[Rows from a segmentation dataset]

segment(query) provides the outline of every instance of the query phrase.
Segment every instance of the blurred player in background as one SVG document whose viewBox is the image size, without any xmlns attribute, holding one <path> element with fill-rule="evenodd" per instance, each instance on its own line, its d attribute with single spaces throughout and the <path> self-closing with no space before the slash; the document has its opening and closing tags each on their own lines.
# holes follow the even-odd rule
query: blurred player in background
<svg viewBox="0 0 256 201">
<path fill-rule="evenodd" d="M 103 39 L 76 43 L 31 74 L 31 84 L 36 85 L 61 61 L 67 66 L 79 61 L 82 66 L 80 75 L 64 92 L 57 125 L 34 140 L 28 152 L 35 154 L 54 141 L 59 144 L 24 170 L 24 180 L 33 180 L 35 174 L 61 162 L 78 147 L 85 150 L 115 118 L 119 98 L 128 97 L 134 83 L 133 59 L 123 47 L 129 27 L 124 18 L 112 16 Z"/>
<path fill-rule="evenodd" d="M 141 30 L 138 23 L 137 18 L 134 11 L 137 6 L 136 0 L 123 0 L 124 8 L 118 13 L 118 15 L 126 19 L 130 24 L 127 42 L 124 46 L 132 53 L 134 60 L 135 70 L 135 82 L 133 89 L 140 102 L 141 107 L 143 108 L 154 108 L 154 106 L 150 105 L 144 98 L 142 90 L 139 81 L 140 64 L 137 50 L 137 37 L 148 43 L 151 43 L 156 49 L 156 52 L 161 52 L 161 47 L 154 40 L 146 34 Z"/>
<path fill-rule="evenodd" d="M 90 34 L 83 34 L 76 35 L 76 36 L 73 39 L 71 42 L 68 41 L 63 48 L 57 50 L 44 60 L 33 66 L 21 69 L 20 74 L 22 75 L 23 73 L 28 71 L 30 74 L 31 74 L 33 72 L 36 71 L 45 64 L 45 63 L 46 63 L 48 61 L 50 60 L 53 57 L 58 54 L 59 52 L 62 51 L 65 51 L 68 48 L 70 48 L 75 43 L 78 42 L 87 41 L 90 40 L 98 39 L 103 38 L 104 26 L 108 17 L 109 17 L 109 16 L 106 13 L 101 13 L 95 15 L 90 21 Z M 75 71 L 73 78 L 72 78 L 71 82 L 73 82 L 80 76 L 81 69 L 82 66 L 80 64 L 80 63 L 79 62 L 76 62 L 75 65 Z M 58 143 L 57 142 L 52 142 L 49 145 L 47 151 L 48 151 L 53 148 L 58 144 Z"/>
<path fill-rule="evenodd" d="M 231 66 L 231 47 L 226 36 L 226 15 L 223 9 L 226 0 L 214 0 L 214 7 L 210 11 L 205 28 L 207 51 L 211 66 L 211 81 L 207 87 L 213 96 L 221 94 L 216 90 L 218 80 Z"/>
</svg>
--
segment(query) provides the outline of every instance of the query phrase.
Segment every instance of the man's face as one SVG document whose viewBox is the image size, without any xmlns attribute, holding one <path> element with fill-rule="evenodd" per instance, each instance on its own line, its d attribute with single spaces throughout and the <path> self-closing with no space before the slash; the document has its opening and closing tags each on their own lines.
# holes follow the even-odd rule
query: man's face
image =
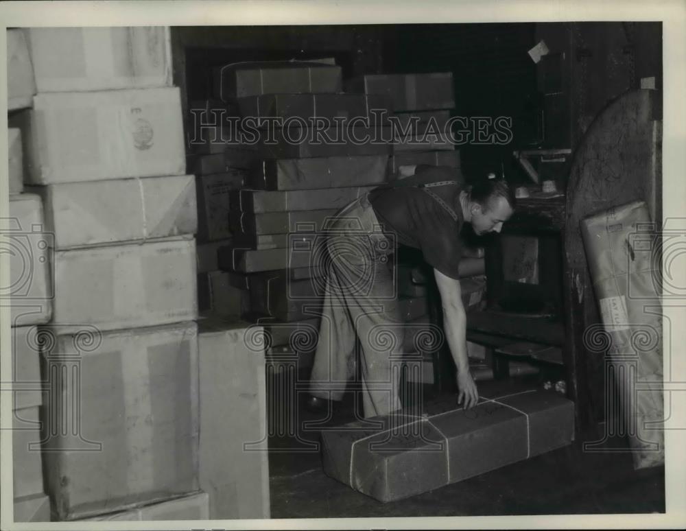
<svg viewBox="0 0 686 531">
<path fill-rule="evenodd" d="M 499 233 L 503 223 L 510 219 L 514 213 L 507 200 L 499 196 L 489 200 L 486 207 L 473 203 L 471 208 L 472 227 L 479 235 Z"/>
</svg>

• **Directive**
Report every line of the records above that contains the word "player", copying each such line in full.

• **Solution to this task**
Segment every instance of the blurred player in background as one SVG document whose viewBox is the image size, without any xmlns attribute, holding one <path> element with fill-rule="evenodd" per instance, each instance on its own line, its d attribute with single spaces throughout and the <path> self-closing with no space before the slash; the document has its opening and closing tags each on their own lines.
query: blurred player in background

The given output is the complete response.